### Task
Quote word for word the part of the article on the FDA fetal tissue contract starting with "Because it would" and going on through "statement by clicking here.)".
BEGIN Document section
“After a recent review of a contract between Advanced Bioscience Resources, Inc. and the Food and Drug Administration to provide human fetal tissue to develop testing protocols, HHS was not sufficiently assured that the contract included the appropriate protections applicable to fetal tissue research or met all other procurement requirements. As a result, that contract has been terminated, and HHS is now conducting an audit of all acquisitions involving human fetal tissue to ensure conformity with procurement and human fetal tissue research laws and regulations. In addition, HHS has initiated a comprehensive review of all research involving fetal tissue to ensure consistency with statutes and regulations governing such research, and to ensure the adequacy of procedures and oversight of this research in light of the serious regulatory, moral, and ethical considerations involved. Finally, HHS is continuing to review whether adequate alternatives exist to the use of human fetal tissue in HHS funded research and will ensure that efforts to develop such alternatives are funded and accelerated.”
“We were shocked and dismayed at the news report that the Food and Drug Administration (FDA) has signed a contract to purchase ‘fresh’ aborted fetal organs from Advanced Bioscience Resources, for the purpose of creating humanized mice with human immune systems. We expect far better of our federal agencies – especially under the leadership of a courageous pro-life president – entrusted with the health of American citizens. It is completely unacceptable to discover that the FDA is using federal tax dollars and fomenting demand for human body parts taken from babies who are aborted. …The federal government must find ethical alternatives as soon as possible, and should end all association with those who participate in any trafficking or procurement of aborted baby organs. No taxpayer dollars should continue to go to this gruesome practice.”
“The objective is to acquire Tissue for Humanized Mice,” said a June 13 FDA “presolicitation notice” for the contract.
The contractor, the notice said, would “provide the human fetal tissue needed to continue the ongoing research being led by FDA.
“Fresh human tissues are required,” said the notice, “for implantation into severely immune-compromised mice to create chimeric animals that have a human immune system.”
According to GSA’s federal contract database, Advanced Bioscience Resources (ABR), a non-profit organization based in the San Francisco Bay Area, was awarded this $15,900 contract, which will run through July 25, 2019.
“Fetal tissue used in research is obtained from elective abortions,” says the Congressional Research Service.
Because it would not be able to create its “humanized mice” without fresh tissue taken from aborted babies, the FDA also has an interest in the continuation of legalized abortions at a stage in fetal development when the tissue needed to create these mice can be retrieved from the aborted baby.
While the FDA confirmed to CNSNews.com that its June 13 presolicitation notice for a contract to “acquire Tissue for Humanized Mice” and the July 25 contract it signed with ABR (as reported on the GSA contract database) refer to the same deal, the FDA declined to answer 17 other questions CNSNews.com asked it about that contract and the aborted baby parts it requires the contractor to provide. (See the full set of questions CNSNews.com sent to the FDA by clicking here.)
Instead the FDA provided CNSNews.com with a three-paragraph statement. (See the FDA’s full statement by clicking here.)
In its statement to CNSNews.com, the FDA stressed that it was committed to making certain its research followed “all legal requirements” and met “the highest ethical standards.”
Research has previously taken place at the University of Rochester where mice were injected with glial cells from human fetuses. Glial cells are cells that support neurons in the nervous systems. The mice incorporated these glial cells into their brain and “outperformed normal mice almost fourfold in a variety of cognition tests.”
The researchers stressed that the mice still had mouse brains, saying “This does not provide the animals with additional capabilities that could in any way be ascribed or perceived as specifically human. Rather, the human cells are simply improving the efficiency of the mouse’s own neural networks. It’s still a mouse.”
But the mixing of human brain cells with those of other species, especially those of other primates, raise serious ethical considerations. The paper in Journal of Neuroscience clearly states that the glial cells came from second trimester abortions.
There is plenty of research that is being performed with aborted fetuses. In this case, scientists hope that this model model will help illuminate the contribution of glial cells to human neurological disorders. It is a noble goal, but the source of the glial cells morally taints all their research. They could have used cells from ethical sources like a natural miscarriage, but they did not.
END Document section
BEGIN Data
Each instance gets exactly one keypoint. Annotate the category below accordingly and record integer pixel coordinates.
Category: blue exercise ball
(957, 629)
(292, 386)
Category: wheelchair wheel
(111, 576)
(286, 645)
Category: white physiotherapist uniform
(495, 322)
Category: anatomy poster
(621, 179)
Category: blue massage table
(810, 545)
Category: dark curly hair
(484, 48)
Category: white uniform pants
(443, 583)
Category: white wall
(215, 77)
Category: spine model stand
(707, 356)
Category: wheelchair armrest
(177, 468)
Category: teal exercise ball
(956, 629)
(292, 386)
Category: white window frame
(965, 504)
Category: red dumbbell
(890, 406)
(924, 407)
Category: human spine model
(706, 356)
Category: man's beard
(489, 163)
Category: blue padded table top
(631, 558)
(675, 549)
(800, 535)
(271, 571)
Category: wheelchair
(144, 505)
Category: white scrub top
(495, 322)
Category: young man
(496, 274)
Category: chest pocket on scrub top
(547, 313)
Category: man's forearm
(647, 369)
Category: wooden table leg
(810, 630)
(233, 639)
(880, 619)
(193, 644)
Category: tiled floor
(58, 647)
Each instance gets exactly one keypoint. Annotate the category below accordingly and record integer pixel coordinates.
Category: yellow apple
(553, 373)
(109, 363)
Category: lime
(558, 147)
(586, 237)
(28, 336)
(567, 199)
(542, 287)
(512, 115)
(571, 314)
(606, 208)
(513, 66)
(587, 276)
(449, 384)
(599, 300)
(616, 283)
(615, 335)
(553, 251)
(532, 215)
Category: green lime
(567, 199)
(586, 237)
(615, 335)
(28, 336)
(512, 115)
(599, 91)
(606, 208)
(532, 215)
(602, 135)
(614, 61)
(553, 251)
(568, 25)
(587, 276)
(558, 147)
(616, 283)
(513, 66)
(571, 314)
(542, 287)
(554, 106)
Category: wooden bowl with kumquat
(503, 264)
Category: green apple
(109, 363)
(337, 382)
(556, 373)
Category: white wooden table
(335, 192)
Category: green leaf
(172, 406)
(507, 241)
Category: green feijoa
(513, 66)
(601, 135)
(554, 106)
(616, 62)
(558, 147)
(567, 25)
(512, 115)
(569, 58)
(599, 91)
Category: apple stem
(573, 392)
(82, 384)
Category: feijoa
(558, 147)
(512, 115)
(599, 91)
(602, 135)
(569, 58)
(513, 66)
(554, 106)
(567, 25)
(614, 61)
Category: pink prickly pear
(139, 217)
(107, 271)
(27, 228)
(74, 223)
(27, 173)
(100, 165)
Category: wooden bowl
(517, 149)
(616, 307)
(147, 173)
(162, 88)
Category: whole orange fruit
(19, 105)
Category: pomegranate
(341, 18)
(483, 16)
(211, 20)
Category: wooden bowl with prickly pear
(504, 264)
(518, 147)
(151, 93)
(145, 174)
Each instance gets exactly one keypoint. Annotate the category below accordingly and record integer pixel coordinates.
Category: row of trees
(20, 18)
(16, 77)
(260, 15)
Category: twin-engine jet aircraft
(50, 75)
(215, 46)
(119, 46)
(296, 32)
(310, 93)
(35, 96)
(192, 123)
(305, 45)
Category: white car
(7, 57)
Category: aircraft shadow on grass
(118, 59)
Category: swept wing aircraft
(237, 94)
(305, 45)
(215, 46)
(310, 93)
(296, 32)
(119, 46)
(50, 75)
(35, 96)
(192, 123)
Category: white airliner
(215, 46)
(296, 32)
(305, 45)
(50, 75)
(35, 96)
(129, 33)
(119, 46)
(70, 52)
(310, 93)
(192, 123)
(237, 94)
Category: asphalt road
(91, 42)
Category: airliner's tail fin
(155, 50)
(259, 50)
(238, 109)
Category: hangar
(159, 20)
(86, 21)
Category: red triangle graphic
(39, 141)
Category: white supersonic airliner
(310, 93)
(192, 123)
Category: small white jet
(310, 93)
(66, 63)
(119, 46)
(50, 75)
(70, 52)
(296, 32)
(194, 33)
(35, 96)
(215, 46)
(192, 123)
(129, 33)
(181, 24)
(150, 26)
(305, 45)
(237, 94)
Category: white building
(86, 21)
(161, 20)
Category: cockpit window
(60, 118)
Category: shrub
END Data
### Exercise response
Because it would not be able to create its “humanized mice” without fresh tissue taken from aborted babies, the FDA also has an interest in the continuation of legalized abortions at a stage in fetal development when the tissue needed to create these mice can be retrieved from the aborted baby.
While the FDA confirmed to CNSNews.com that its June 13 presolicitation notice for a contract to “acquire Tissue for Humanized Mice” and the July 25 contract it signed with ABR (as reported on the GSA contract database) refer to the same deal, the FDA declined to answer 17 other questions CNSNews.com asked it about that contract and the aborted baby parts it requires the contractor to provide. (See the full set of questions CNSNews.com sent to the FDA by clicking here.)
Instead the FDA provided CNSNews.com with a three-paragraph statement. (See the FDA’s full statement by clicking here.)